(INPUT DATA)
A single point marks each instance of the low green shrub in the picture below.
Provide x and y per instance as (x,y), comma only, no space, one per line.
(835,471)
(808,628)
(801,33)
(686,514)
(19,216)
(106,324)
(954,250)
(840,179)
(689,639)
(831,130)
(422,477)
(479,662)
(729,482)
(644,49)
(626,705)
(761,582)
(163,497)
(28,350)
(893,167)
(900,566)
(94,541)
(End INPUT DATA)
(INPUT DATA)
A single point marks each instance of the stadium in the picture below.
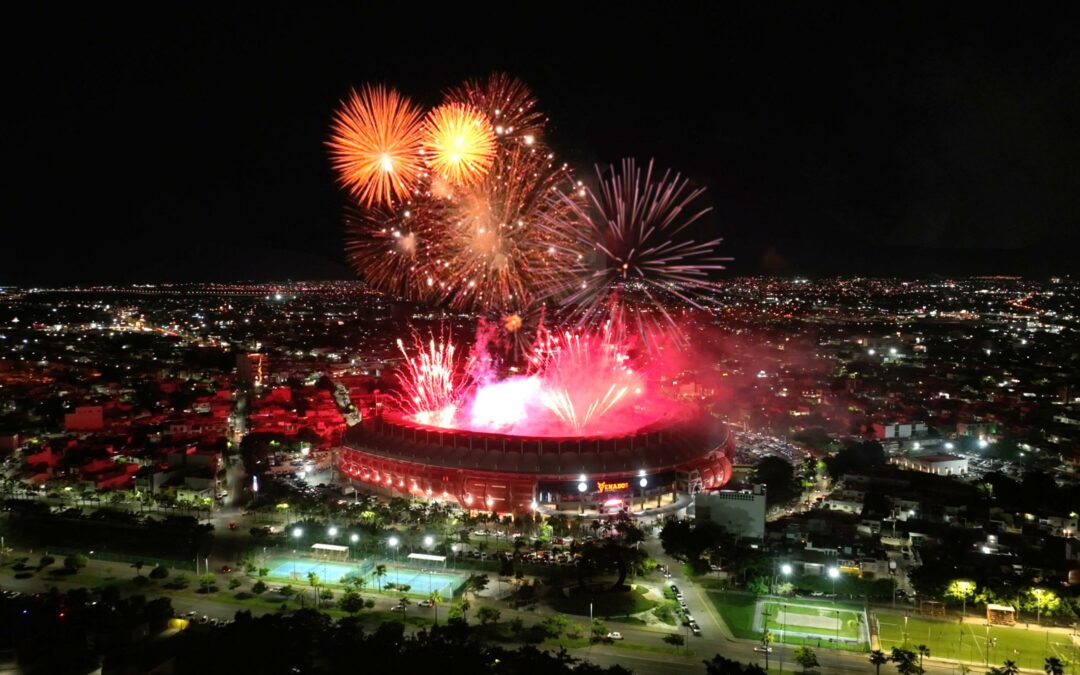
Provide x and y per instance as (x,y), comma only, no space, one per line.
(End INPUT DATA)
(INPUT DATA)
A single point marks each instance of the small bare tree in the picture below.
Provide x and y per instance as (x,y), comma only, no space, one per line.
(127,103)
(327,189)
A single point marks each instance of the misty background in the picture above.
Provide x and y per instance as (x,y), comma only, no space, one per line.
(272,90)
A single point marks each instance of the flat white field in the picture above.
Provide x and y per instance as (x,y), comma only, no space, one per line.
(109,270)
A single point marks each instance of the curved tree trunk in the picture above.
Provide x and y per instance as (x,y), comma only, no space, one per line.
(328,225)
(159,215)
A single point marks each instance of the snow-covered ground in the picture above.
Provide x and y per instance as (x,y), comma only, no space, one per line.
(End INPUT DATA)
Which lines in the records contain the word "above"? Copy each one.

» RESPONSE BOX:
A single point marks each instance of the misty background in the picture above.
A single point marks each instance of the flat white field in the picture above.
A single point marks each instance of the curved tree trunk in the picture above.
A single point marks each instance of the snow-covered ground in the picture above.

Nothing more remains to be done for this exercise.